Activity list:
1 – Rewrite the stretch of the David Jonas profile from "In his role" through "the right temple.", replacing "Bolton Hill" with "Mount Vernon".
2 – According to the David Jonas profile, in what year did his mother develop early-onset Alzheimer's?

Source passage:

David Jonas raises millions for Alzheimer’s Disease


Ellen Braunstein

David Jonas plans annual galas that have raised millions for the Greater Maryland Chapter of the Alzheimer’s Association.

From left: David Jonas and Ellen Yankellow of Correct Rx Pharmacy Services at a Memory Ball (Courtesy)

In his role as senior development manager, corporate initiatives for the chapter, he manages Memory Ball Dancing Stars, a “Dancing With the Stars”-like fundraiser in Baltimore.

Jonas, 57, has a personal connection to the disease. His mother developed early-onset Alzheimer’s in 2020. His father became her primary caregiver and Jonas her secondary.

Both parents have since passed away. Jonas’ aunt and his partner’s aunt were also diagnosed with Alzheimer’s.

“You come to understand what the caregivers are going through, the long goodbye that people talk about when someone says their loved one has Alzheimer’s,” Jonas said.

Jonas lives in Bolton Hill in West Baltimore with his partner Cordell Smith, a federal government employee. Jonas aligns with Reform Judaism and said he is in search of the right temple.

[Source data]
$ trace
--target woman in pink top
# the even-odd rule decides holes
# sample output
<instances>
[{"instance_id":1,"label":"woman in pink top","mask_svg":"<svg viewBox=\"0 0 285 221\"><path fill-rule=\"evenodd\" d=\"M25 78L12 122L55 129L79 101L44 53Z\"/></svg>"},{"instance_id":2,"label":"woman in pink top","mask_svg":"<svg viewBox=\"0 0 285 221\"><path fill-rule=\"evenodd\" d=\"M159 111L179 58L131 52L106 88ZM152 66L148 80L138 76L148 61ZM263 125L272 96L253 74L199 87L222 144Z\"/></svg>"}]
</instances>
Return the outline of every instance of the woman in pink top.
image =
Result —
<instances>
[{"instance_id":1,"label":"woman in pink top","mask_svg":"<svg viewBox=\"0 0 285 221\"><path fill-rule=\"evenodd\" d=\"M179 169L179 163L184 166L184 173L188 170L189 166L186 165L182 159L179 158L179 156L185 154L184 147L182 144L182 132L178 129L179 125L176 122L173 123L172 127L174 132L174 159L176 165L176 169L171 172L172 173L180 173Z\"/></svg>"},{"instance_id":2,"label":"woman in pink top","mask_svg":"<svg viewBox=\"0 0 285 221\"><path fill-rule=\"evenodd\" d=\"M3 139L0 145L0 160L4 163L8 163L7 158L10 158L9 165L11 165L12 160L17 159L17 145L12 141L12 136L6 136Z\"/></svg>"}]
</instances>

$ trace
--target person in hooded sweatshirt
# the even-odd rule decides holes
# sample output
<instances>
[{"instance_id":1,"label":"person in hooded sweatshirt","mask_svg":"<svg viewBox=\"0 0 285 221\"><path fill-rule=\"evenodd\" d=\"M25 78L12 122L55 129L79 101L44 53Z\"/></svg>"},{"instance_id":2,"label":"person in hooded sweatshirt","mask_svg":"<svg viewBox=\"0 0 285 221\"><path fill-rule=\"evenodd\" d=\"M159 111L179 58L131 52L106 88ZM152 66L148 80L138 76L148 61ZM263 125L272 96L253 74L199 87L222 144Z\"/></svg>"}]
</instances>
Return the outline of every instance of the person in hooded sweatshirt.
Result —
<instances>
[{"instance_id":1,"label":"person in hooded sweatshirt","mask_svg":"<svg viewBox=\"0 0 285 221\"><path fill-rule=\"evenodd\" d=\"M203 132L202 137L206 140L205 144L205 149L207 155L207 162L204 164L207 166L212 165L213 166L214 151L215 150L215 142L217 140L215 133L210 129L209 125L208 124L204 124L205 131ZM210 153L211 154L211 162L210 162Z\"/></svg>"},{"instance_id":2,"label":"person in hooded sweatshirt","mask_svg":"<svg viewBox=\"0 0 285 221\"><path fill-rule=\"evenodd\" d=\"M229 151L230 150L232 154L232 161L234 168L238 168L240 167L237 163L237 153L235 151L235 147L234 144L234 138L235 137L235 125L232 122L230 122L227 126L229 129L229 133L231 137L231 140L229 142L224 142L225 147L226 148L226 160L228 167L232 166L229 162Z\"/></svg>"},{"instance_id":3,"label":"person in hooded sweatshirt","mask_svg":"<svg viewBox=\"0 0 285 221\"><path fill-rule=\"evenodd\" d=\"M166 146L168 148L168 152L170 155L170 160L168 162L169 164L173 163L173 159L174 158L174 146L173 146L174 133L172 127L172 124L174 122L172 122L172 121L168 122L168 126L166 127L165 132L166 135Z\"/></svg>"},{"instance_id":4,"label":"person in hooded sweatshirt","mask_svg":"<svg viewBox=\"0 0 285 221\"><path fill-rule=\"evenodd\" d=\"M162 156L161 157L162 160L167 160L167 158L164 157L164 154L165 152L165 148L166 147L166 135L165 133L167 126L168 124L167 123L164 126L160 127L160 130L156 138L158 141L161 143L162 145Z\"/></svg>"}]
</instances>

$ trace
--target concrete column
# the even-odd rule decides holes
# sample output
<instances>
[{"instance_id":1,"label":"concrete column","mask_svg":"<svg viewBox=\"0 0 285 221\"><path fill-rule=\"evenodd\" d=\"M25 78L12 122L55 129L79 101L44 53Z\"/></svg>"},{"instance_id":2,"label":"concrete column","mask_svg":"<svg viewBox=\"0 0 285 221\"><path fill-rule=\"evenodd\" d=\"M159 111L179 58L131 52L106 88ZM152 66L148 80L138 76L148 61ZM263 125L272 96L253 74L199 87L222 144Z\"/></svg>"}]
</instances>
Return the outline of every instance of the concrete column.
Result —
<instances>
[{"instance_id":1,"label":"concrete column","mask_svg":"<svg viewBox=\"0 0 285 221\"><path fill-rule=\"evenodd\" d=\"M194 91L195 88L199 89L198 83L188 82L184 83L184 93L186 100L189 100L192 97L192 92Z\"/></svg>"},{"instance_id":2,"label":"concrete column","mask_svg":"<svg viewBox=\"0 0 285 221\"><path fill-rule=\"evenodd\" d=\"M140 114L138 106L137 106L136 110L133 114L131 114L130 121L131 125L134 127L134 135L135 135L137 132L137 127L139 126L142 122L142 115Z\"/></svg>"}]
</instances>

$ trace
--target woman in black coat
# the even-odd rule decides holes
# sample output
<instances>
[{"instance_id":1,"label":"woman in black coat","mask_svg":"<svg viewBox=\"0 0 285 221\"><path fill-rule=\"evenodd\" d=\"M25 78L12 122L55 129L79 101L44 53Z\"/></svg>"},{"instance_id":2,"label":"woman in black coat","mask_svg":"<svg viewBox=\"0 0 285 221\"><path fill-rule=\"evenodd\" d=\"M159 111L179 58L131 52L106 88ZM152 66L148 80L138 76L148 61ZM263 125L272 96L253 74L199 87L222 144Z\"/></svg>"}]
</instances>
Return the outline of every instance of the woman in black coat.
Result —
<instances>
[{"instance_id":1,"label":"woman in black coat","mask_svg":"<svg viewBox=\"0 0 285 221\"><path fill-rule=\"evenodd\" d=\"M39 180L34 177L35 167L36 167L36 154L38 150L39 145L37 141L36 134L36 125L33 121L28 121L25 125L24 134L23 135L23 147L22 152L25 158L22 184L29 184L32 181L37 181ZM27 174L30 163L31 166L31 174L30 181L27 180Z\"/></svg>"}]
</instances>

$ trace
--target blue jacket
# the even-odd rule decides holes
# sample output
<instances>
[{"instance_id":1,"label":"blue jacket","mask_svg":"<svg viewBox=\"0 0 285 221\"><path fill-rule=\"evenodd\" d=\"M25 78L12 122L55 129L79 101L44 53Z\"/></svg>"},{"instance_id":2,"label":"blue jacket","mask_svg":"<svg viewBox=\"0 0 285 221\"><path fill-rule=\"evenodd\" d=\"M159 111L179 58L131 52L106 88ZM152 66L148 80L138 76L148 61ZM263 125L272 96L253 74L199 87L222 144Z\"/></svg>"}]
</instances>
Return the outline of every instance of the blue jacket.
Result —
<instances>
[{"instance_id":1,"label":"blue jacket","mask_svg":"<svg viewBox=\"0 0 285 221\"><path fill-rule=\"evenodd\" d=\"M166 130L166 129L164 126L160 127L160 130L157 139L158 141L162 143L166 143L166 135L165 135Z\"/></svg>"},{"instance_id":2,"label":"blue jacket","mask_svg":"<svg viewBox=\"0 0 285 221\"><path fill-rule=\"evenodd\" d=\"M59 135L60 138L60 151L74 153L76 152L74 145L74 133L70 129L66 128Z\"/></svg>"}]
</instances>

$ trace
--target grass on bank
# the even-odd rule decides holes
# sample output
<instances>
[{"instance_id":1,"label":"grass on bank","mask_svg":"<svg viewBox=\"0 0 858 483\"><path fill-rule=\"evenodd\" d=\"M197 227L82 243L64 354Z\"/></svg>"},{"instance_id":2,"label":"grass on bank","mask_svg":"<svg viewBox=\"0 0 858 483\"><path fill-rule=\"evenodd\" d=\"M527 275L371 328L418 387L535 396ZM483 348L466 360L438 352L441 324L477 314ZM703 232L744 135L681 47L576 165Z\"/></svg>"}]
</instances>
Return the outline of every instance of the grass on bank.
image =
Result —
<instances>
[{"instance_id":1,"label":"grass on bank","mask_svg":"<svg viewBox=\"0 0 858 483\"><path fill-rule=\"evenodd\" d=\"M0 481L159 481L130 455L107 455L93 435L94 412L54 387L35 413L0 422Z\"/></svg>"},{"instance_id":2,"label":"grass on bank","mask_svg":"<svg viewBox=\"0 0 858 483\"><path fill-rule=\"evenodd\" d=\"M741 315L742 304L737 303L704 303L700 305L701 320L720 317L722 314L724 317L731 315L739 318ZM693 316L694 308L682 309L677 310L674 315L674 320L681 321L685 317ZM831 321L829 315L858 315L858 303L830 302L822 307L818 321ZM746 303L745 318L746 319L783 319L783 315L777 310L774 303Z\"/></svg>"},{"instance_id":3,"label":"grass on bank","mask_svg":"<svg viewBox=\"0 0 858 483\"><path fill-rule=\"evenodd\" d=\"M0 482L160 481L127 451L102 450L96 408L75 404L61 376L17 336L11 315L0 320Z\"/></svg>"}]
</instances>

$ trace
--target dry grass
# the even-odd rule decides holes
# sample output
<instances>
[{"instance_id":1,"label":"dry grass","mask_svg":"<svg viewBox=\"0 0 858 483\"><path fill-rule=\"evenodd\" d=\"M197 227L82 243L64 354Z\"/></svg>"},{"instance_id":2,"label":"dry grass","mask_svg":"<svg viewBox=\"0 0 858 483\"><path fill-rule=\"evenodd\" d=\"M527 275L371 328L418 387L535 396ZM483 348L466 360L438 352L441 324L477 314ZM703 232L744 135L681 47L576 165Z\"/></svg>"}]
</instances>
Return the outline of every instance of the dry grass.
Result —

Results of the exercise:
1 –
In his role as senior development manager, corporate initiatives for the chapter, he manages Memory Ball Dancing Stars, a “Dancing With the Stars”-like fundraiser in Baltimore.

Jonas, 57, has a personal connection to the disease. His mother developed early-onset Alzheimer’s in 2020. His father became her primary caregiver and Jonas her secondary.

Both parents have since passed away. Jonas’ aunt and his partner’s aunt were also diagnosed with Alzheimer’s.

“You come to understand what the caregivers are going through, the long goodbye that people talk about when someone says their loved one has Alzheimer’s,” Jonas said.

Jonas lives in Mount Vernon in West Baltimore with his partner Cordell Smith, a federal government employee. Jonas aligns with Reform Judaism and said he is in search of the right temple.

2 – 2020